_Task goal_. Copy the data below line for line, keeping every character unchanged.

+ + +

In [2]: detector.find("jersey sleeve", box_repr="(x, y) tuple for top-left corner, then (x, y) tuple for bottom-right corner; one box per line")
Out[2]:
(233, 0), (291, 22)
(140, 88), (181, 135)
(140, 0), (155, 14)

+ + +

_Solution for this exercise_.
In [2]: detector.find("jersey sleeve", box_repr="(x, y) tuple for top-left corner, then (x, y) tuple for bottom-right corner; one box per line")
Out[2]:
(233, 0), (291, 22)
(140, 88), (181, 135)
(140, 0), (155, 14)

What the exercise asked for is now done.